** Opening STUDY MATERIAL block **

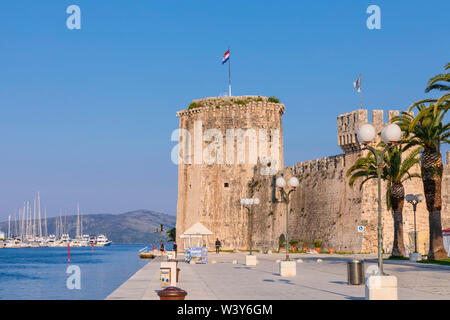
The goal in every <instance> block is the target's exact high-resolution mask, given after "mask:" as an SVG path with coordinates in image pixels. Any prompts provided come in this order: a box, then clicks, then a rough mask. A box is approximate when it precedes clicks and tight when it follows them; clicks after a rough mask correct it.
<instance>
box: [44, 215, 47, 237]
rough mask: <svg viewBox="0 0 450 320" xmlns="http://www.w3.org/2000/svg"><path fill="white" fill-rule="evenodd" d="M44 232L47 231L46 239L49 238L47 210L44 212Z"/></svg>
mask: <svg viewBox="0 0 450 320" xmlns="http://www.w3.org/2000/svg"><path fill="white" fill-rule="evenodd" d="M44 217H45V220H44V230H45V237H48V229H47V208H45V210H44Z"/></svg>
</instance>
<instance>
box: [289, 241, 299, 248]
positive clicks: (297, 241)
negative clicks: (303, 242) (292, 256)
mask: <svg viewBox="0 0 450 320" xmlns="http://www.w3.org/2000/svg"><path fill="white" fill-rule="evenodd" d="M297 243H298V241H297V240H291V241H289V244H290V245H291V246H293V247H297Z"/></svg>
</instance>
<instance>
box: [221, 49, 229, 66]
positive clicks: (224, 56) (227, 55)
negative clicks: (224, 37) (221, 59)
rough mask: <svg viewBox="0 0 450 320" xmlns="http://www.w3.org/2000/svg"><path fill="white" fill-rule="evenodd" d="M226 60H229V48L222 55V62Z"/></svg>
mask: <svg viewBox="0 0 450 320" xmlns="http://www.w3.org/2000/svg"><path fill="white" fill-rule="evenodd" d="M228 60H230V49H228V51H227V52H225V54H224V55H223V58H222V64H225V63H226V62H227V61H228Z"/></svg>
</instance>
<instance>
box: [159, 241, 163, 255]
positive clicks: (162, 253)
mask: <svg viewBox="0 0 450 320" xmlns="http://www.w3.org/2000/svg"><path fill="white" fill-rule="evenodd" d="M159 251H161V256H162V255H163V254H164V242H162V241H161V245H160V246H159Z"/></svg>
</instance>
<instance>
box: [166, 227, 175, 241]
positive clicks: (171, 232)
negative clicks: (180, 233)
mask: <svg viewBox="0 0 450 320" xmlns="http://www.w3.org/2000/svg"><path fill="white" fill-rule="evenodd" d="M167 236H168V237H169V242H175V241H176V238H177V229H176V228H175V227H174V228H172V229H170V230H167Z"/></svg>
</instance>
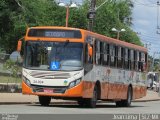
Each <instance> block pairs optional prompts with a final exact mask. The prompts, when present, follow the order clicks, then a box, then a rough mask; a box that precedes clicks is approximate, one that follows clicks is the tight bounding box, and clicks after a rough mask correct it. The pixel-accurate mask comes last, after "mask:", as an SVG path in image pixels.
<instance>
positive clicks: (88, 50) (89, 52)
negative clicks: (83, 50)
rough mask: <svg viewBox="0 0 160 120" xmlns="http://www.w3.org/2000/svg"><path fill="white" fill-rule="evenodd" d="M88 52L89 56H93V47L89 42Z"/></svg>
mask: <svg viewBox="0 0 160 120" xmlns="http://www.w3.org/2000/svg"><path fill="white" fill-rule="evenodd" d="M88 53H89V56H90V57H92V56H93V48H92V46H91V45H90V44H88Z"/></svg>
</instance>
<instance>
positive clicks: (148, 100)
mask: <svg viewBox="0 0 160 120" xmlns="http://www.w3.org/2000/svg"><path fill="white" fill-rule="evenodd" d="M151 101H160V98H159V99H150V100H134V101H132V102H151Z"/></svg>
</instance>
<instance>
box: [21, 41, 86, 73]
mask: <svg viewBox="0 0 160 120" xmlns="http://www.w3.org/2000/svg"><path fill="white" fill-rule="evenodd" d="M82 51H83V44H82V43H71V42H69V41H66V42H45V41H36V42H35V41H27V42H26V45H25V61H24V67H26V68H29V69H38V70H64V71H73V70H80V69H82V68H83V62H82V61H83V52H82Z"/></svg>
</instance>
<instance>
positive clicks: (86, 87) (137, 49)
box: [19, 26, 147, 108]
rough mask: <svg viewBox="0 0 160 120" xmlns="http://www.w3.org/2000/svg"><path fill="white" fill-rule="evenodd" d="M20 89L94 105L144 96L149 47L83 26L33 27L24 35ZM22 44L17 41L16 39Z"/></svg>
mask: <svg viewBox="0 0 160 120" xmlns="http://www.w3.org/2000/svg"><path fill="white" fill-rule="evenodd" d="M24 41H25V46H24V62H23V70H22V75H23V77H22V78H23V81H22V93H23V94H29V95H37V96H38V97H39V102H40V104H41V105H42V106H47V105H49V104H50V101H51V99H52V98H54V99H65V100H77V102H78V104H79V105H86V106H88V107H92V108H94V107H96V103H97V100H105V101H113V102H115V103H116V105H117V106H126V107H128V106H130V105H131V101H132V100H134V99H137V98H141V97H143V96H145V95H146V84H145V82H146V81H145V80H146V66H147V49H146V48H144V47H141V46H138V45H135V44H131V43H127V42H124V41H120V40H117V39H113V38H110V37H106V36H103V35H100V34H97V33H94V32H90V31H87V30H83V29H77V28H69V27H51V26H44V27H31V28H28V29H27V32H26V35H25V37H24ZM19 45H20V42H19Z"/></svg>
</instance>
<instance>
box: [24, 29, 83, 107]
mask: <svg viewBox="0 0 160 120" xmlns="http://www.w3.org/2000/svg"><path fill="white" fill-rule="evenodd" d="M82 37H83V36H82V34H81V31H80V30H76V29H66V28H63V29H62V28H59V27H56V28H53V27H33V28H30V29H28V30H27V33H26V36H25V48H24V63H23V71H22V73H23V82H22V93H23V94H33V95H38V96H39V102H40V104H41V105H43V106H47V105H49V103H50V100H51V98H52V97H53V98H70V99H77V98H80V97H81V96H82V82H81V80H82V78H83V74H84V70H83V42H84V41H83V39H82ZM75 86H76V87H75Z"/></svg>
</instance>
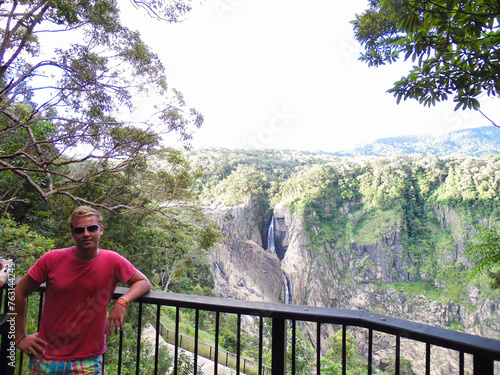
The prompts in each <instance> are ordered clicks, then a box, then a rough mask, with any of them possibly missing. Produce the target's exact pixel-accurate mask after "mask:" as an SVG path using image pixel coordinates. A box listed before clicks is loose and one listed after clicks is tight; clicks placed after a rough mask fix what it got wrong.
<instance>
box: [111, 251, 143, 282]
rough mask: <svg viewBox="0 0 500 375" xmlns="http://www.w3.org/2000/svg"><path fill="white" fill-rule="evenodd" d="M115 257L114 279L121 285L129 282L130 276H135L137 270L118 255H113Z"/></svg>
mask: <svg viewBox="0 0 500 375" xmlns="http://www.w3.org/2000/svg"><path fill="white" fill-rule="evenodd" d="M113 254H115V255H116V257H117V259H116V268H115V272H116V278H117V279H118V281H119V282H121V283H126V282H127V281H129V280H130V278H131V277H132V276H134V275H135V273H136V272H137V269H136V268H135V267H134V266H133V265H132V263H130V262H129V261H128V260H127V259H125V258H124V257H122V256H121V255H119V254H118V253H113Z"/></svg>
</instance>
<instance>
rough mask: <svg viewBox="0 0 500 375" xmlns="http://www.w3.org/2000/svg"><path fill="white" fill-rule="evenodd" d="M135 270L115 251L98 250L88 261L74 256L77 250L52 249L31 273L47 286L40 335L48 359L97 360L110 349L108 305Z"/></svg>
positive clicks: (41, 322) (39, 335)
mask: <svg viewBox="0 0 500 375" xmlns="http://www.w3.org/2000/svg"><path fill="white" fill-rule="evenodd" d="M136 271H137V270H136V269H135V267H134V266H133V265H132V264H131V263H130V262H129V261H128V260H126V259H125V258H124V257H122V256H121V255H119V254H118V253H116V252H114V251H109V250H102V249H99V255H98V256H97V257H96V258H95V259H93V260H91V261H90V262H88V263H84V262H81V261H80V260H79V259H78V258H77V257H76V255H75V246H73V247H70V248H67V249H59V250H52V251H49V252H48V253H46V254H45V255H43V256H42V257H41V258H40V259H39V260H38V261H37V262H36V263H35V264H34V265H33V267H31V268H30V269H29V271H28V274H29V275H30V276H31V277H32V278H33V279H34V280H36V281H37V282H39V283H44V282H45V283H47V289H46V294H45V301H44V305H43V312H42V319H41V322H40V331H39V336H40V337H41V338H42V339H44V340H45V341H46V342H47V343H48V345H47V348H46V352H45V354H44V357H45V358H46V359H53V360H58V361H71V360H80V359H84V358H88V357H97V356H99V355H101V354H103V353H104V352H105V351H106V337H105V332H104V330H105V326H106V315H107V307H108V304H109V301H110V300H111V297H112V295H113V292H114V290H115V288H116V285H117V284H118V282H121V283H125V282H127V281H129V280H130V278H131V277H132V276H133V275H134V274H135V272H136Z"/></svg>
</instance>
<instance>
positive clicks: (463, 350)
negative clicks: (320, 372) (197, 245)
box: [0, 280, 500, 375]
mask: <svg viewBox="0 0 500 375" xmlns="http://www.w3.org/2000/svg"><path fill="white" fill-rule="evenodd" d="M16 283H17V280H16ZM9 288H12V286H9ZM127 290H128V288H123V287H118V288H116V290H115V292H114V294H113V298H114V299H117V298H119V297H120V296H121V295H123V294H125V293H126V292H127ZM44 291H45V285H43V284H42V285H41V286H40V288H39V289H38V292H42V293H43V292H44ZM42 300H43V298H42V299H40V307H41V302H42ZM6 301H7V299H4V303H5V306H4V309H5V308H6ZM137 302H139V303H140V305H139V311H142V306H143V304H153V305H156V306H157V311H158V312H159V311H160V308H161V306H172V307H176V309H177V313H176V331H177V332H178V318H179V309H180V308H189V309H194V310H196V311H197V313H196V316H197V317H198V311H200V310H203V311H213V312H216V316H217V318H216V331H218V322H219V320H218V319H219V318H218V317H219V314H220V313H229V314H237V315H238V326H239V327H241V316H242V315H249V316H254V317H258V318H260V329H259V332H260V344H259V345H260V346H261V348H262V324H263V318H270V319H271V322H272V332H271V341H272V359H271V362H272V373H273V374H275V375H285V374H286V367H287V364H286V361H287V360H286V341H287V333H286V325H287V323H286V322H287V321H291V326H292V349H293V348H294V345H295V344H294V342H295V325H296V323H297V322H300V321H304V322H313V323H316V324H317V340H318V342H319V340H320V327H321V324H324V323H326V324H334V325H341V326H342V332H343V333H342V340H343V357H342V368H343V371H344V372H345V369H346V358H345V346H346V328H347V327H348V326H352V327H361V328H365V329H367V330H368V334H369V335H368V347H369V350H368V357H367V360H368V374H371V373H372V371H371V366H372V365H373V332H374V331H376V332H381V333H387V334H390V335H394V336H395V337H396V347H395V349H396V352H395V368H396V375H398V374H399V366H400V359H401V356H400V346H401V338H408V339H410V340H415V341H420V342H423V343H425V344H426V373H430V352H431V345H435V346H439V347H442V348H447V349H452V350H456V351H458V352H459V365H460V371H461V373H463V371H464V353H467V354H471V355H472V356H473V368H474V370H473V372H474V374H475V375H479V374H481V375H483V374H488V375H493V374H494V368H493V367H494V362H495V361H496V362H497V364H498V362H499V361H500V341H499V340H495V339H490V338H485V337H480V336H475V335H471V334H467V333H463V332H457V331H452V330H449V329H445V328H441V327H434V326H430V325H426V324H422V323H416V322H411V321H407V320H404V319H399V318H393V317H390V316H385V315H381V314H378V313H372V312H369V311H363V310H345V309H337V308H328V307H314V306H303V305H289V304H278V303H266V302H252V301H242V300H236V299H227V298H225V299H223V298H217V297H205V296H198V295H187V294H177V293H166V292H159V291H151V292H149V293H147V294H146V295H144V296H142V297H141V298H139V299H138V301H137ZM39 313H40V312H39ZM139 315H141V314H139ZM196 319H198V318H196ZM196 322H198V321H197V320H196ZM197 324H198V323H196V325H197ZM140 334H141V330H140V328H139V330H138V335H139V336H140ZM157 335H158V333H157ZM239 337H240V331H239V329H238V344H237V345H238V348H239V345H240V344H239V340H240V338H239ZM216 338H217V336H216ZM195 339H196V341H197V342H198V337H197V336H196V338H195ZM139 342H140V340H139V341H138V343H139ZM4 344H6V345H8V344H9V342H8V340H2V349H1V350H2V353H4V352H5V351H6V350H7V348H5V347H4V346H5V345H4ZM120 345H121V344H120ZM138 345H140V344H138ZM175 345H176V348H177V342H176V344H175ZM156 346H158V337H157V343H156ZM216 347H218V344H217V340H216ZM195 348H196V346H195ZM176 350H177V349H176ZM157 351H158V348H156V354H155V361H156V360H157V355H158V353H157ZM195 352H197V349H195ZM137 353H139V349H138V351H137ZM261 354H262V351H259V374H261V370H262V368H261V366H262V357H261ZM237 355H238V357H237V360H238V361H237V369H239V364H240V362H239V361H240V359H241V356H240V352H239V349H238V353H237ZM316 356H317V363H316V367H317V373H318V374H319V373H320V368H321V363H320V358H321V356H320V347H319V345H318V347H317V349H316ZM292 357H293V358H295V354H294V351H293V350H292ZM174 358H177V352H176V354H175V357H174ZM196 358H197V356H195V362H194V365H195V367H196V363H197V362H196ZM21 361H22V356H21ZM0 362H2V361H0ZM215 362H217V360H216V361H215ZM119 363H120V361H119ZM3 366H4V367H6V368H7V369H8V367H7V366H6V365H3ZM119 366H120V365H119ZM155 366H156V363H155ZM176 366H177V362H175V361H174V368H176ZM294 366H295V361H294V360H292V372H294V371H295V369H294ZM216 369H217V367H215V370H214V371H216ZM137 371H139V360H137ZM12 373H13V372H12ZM195 373H196V371H195ZM238 373H239V371H238V370H237V374H238Z"/></svg>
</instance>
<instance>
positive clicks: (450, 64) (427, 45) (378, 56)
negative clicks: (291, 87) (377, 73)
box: [352, 0, 500, 124]
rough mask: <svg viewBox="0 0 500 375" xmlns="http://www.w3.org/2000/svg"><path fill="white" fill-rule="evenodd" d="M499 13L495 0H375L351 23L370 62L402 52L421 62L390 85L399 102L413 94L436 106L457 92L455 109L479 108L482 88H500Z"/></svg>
mask: <svg viewBox="0 0 500 375" xmlns="http://www.w3.org/2000/svg"><path fill="white" fill-rule="evenodd" d="M499 14H500V4H499V3H498V1H492V0H480V1H466V0H446V1H445V0H415V1H403V0H371V1H370V5H369V8H368V9H367V10H365V11H364V12H363V13H362V14H361V15H356V19H355V20H353V21H352V24H353V25H354V32H355V37H356V39H357V40H358V41H359V42H360V43H361V45H363V46H364V48H365V51H366V52H365V53H363V54H362V55H361V58H360V60H361V61H364V62H366V63H367V64H368V65H369V66H379V65H384V64H385V63H389V64H390V63H392V62H395V61H396V60H398V59H399V58H400V56H401V55H404V59H405V60H407V59H409V58H411V59H412V61H413V62H416V65H415V66H413V68H412V69H411V70H410V72H409V74H408V75H407V76H406V77H402V78H401V80H399V81H397V82H395V84H394V87H393V88H391V89H389V90H388V92H390V93H393V94H394V96H395V97H396V98H397V102H398V103H399V102H400V101H401V99H404V100H406V99H407V98H411V99H417V100H418V101H419V102H420V103H423V104H424V105H427V106H431V105H435V103H436V101H438V102H439V101H442V100H446V99H448V95H451V94H453V95H454V97H453V100H454V101H455V102H456V103H457V104H456V107H455V110H457V109H459V108H460V107H462V108H463V109H466V108H473V109H476V110H480V109H479V108H480V103H479V101H478V100H477V98H478V96H479V95H480V94H481V93H487V94H488V95H489V96H495V95H498V94H499V93H500V79H499V78H500V33H499V29H498V15H499ZM490 121H491V120H490ZM493 124H494V123H493Z"/></svg>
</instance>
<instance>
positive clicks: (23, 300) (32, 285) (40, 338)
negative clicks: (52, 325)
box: [14, 274, 47, 358]
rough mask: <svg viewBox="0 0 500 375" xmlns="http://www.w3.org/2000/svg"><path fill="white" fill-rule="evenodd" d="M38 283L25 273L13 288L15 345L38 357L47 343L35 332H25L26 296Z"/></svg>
mask: <svg viewBox="0 0 500 375" xmlns="http://www.w3.org/2000/svg"><path fill="white" fill-rule="evenodd" d="M39 286H40V283H39V282H37V281H35V280H34V279H33V278H32V277H31V276H30V275H28V274H26V275H24V277H23V278H22V279H21V280H20V281H19V283H18V284H17V286H16V289H15V291H14V292H15V300H14V304H15V313H16V315H15V317H16V335H15V343H16V347H17V348H18V349H19V350H21V351H23V352H24V353H26V354H27V355H28V356H30V357H35V358H38V357H39V356H40V355H41V354H43V353H44V352H45V346H46V345H47V343H46V342H45V341H44V340H42V339H41V338H39V337H38V335H37V334H36V333H34V334H31V335H27V334H26V308H27V305H28V296H29V295H30V294H31V293H33V292H34V291H35V290H37V289H38V287H39Z"/></svg>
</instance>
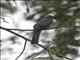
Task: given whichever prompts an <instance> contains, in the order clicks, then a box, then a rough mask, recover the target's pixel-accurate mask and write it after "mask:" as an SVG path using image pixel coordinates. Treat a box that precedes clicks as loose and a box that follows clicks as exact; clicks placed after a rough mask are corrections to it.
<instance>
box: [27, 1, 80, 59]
mask: <svg viewBox="0 0 80 60" xmlns="http://www.w3.org/2000/svg"><path fill="white" fill-rule="evenodd" d="M30 6H31V7H32V8H35V9H34V11H36V13H34V14H32V15H30V16H28V19H31V20H33V18H34V16H36V15H37V14H39V15H40V18H41V17H43V16H46V15H48V14H50V13H52V14H54V13H56V14H55V17H56V21H57V23H58V24H57V25H56V26H60V27H61V26H64V27H65V26H76V24H77V23H76V22H75V21H76V19H77V18H79V19H80V8H79V3H78V0H74V1H73V0H68V1H64V0H60V1H59V0H58V1H57V0H48V1H44V0H41V1H37V0H35V1H31V5H30ZM36 7H40V8H36ZM40 18H39V19H40ZM39 19H38V20H39ZM55 31H56V35H55V38H54V39H55V40H54V39H53V42H54V43H55V45H56V47H52V48H51V49H53V48H54V49H55V50H56V51H57V52H58V53H59V54H62V55H64V56H65V55H67V54H72V55H75V56H76V55H77V54H78V51H77V49H75V48H71V47H68V46H74V47H80V39H78V40H76V39H75V37H77V35H78V36H79V37H80V34H79V33H80V32H79V31H77V28H76V27H71V28H70V27H69V28H66V29H60V28H58V29H56V30H55ZM54 49H53V50H54ZM58 57H59V56H58Z"/></svg>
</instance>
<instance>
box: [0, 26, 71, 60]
mask: <svg viewBox="0 0 80 60" xmlns="http://www.w3.org/2000/svg"><path fill="white" fill-rule="evenodd" d="M0 29H3V30H5V31H8V32H10V33H12V34H14V35H16V36H18V37H21V38H23V39H24V40H25V41H29V42H31V40H29V39H27V38H25V37H24V36H22V35H20V34H18V33H15V32H13V31H11V30H9V29H7V28H4V27H1V26H0ZM37 45H38V46H40V47H42V48H44V49H45V50H46V51H48V53H49V51H50V52H53V53H54V54H57V55H59V56H62V57H64V58H66V59H68V60H72V59H71V58H68V57H65V56H63V55H61V54H58V53H57V52H55V51H52V50H50V49H48V48H45V47H44V46H42V45H40V44H37ZM23 50H24V49H23ZM22 53H23V51H22V52H21V53H20V55H19V56H18V57H17V58H16V60H17V59H18V58H19V57H20V56H21V55H22ZM49 55H50V53H49Z"/></svg>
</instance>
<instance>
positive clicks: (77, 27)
mask: <svg viewBox="0 0 80 60" xmlns="http://www.w3.org/2000/svg"><path fill="white" fill-rule="evenodd" d="M69 27H77V28H80V26H62V27H60V26H56V27H53V28H47V29H44V30H50V29H57V28H69ZM6 29H8V30H15V31H33V29H13V28H6Z"/></svg>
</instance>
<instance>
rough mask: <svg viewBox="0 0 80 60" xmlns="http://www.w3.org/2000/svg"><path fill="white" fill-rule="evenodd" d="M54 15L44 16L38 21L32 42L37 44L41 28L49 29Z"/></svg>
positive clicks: (36, 23) (34, 30)
mask: <svg viewBox="0 0 80 60" xmlns="http://www.w3.org/2000/svg"><path fill="white" fill-rule="evenodd" d="M53 18H54V17H53V16H51V15H49V16H46V17H44V18H42V19H41V20H40V21H38V22H37V23H36V24H35V25H34V26H33V28H34V33H33V37H32V41H31V44H37V43H38V41H39V35H40V33H41V30H43V29H47V28H48V27H49V26H50V25H51V24H52V23H53V20H52V19H53Z"/></svg>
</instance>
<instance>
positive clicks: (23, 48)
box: [15, 40, 27, 60]
mask: <svg viewBox="0 0 80 60" xmlns="http://www.w3.org/2000/svg"><path fill="white" fill-rule="evenodd" d="M26 43H27V40H25V43H24V48H23V50H22V52H21V53H20V55H19V56H18V57H17V58H16V59H15V60H17V59H18V58H19V57H20V56H21V55H22V54H23V52H24V51H25V48H26Z"/></svg>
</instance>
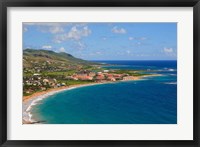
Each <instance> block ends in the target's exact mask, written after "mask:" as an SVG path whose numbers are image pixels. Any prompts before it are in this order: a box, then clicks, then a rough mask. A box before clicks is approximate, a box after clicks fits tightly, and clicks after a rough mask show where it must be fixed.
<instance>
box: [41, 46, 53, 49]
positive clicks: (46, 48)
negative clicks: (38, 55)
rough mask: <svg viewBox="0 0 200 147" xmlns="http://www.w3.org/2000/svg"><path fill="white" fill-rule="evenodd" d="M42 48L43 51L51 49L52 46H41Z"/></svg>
mask: <svg viewBox="0 0 200 147" xmlns="http://www.w3.org/2000/svg"><path fill="white" fill-rule="evenodd" d="M42 48H43V49H52V46H51V45H43V46H42Z"/></svg>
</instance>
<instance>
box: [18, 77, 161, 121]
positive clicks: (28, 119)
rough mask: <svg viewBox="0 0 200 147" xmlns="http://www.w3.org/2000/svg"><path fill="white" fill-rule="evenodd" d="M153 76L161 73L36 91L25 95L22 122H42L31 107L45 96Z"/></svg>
mask: <svg viewBox="0 0 200 147" xmlns="http://www.w3.org/2000/svg"><path fill="white" fill-rule="evenodd" d="M153 76H161V74H152V75H145V76H136V77H134V79H132V80H120V81H116V82H111V81H106V82H99V83H87V84H78V85H71V86H62V87H58V88H51V89H48V90H46V91H41V92H36V93H34V94H32V95H30V96H23V118H22V123H23V124H35V123H40V122H37V121H34V120H32V115H31V113H30V110H31V107H32V106H33V105H35V104H36V102H37V101H41V100H42V99H44V98H47V97H48V96H50V95H53V94H55V93H58V92H61V91H65V90H70V89H74V88H79V87H84V86H92V85H98V84H106V83H117V82H123V81H124V82H125V81H136V80H141V79H143V78H145V77H153Z"/></svg>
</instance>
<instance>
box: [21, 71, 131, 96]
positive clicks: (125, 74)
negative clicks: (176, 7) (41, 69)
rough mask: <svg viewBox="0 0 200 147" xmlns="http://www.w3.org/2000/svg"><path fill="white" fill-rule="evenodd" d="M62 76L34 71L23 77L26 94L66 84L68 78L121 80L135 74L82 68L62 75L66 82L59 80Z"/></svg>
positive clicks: (110, 80)
mask: <svg viewBox="0 0 200 147" xmlns="http://www.w3.org/2000/svg"><path fill="white" fill-rule="evenodd" d="M59 79H60V76H57V77H54V78H52V77H47V76H43V75H41V74H39V73H34V74H33V75H32V76H28V77H23V88H24V92H25V93H26V94H29V93H32V92H34V91H43V90H46V89H48V88H57V87H61V86H66V85H67V81H68V80H76V81H77V80H79V81H91V82H97V83H99V82H106V81H111V82H115V81H119V80H134V77H133V76H129V74H117V73H114V72H110V71H109V70H102V71H101V72H94V71H89V70H82V71H79V72H76V73H74V74H72V75H71V76H65V77H64V78H63V77H62V78H61V79H62V81H63V80H66V83H62V82H58V81H59Z"/></svg>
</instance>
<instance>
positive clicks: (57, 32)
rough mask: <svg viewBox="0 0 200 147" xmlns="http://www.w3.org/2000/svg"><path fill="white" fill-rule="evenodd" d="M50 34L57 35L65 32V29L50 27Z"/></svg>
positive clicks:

** Closing STUDY MATERIAL block **

> **TASK DETAILS**:
Show every line above in which the word "this" occurs.

> **RESPONSE BELOW**:
The goal in every <instance> block is the target's exact high-resolution mask, given after "mask:" as an SVG path with coordinates in image pixels. Any prompts provided come in this order: a box, then clicks, then a rough mask. A box is approximate when it precedes clicks and tight when it follows them; clicks after a rough mask correct it.
Each <instance> block ends in the target's exact mask, written after "mask:" as an SVG path whose numbers are image pixels. Any prompts before it are in this order: a box, then clicks, then a rough mask. A box before clicks is approximate, a box after clicks fits tightly, and clicks after a rough mask show where it must be fixed.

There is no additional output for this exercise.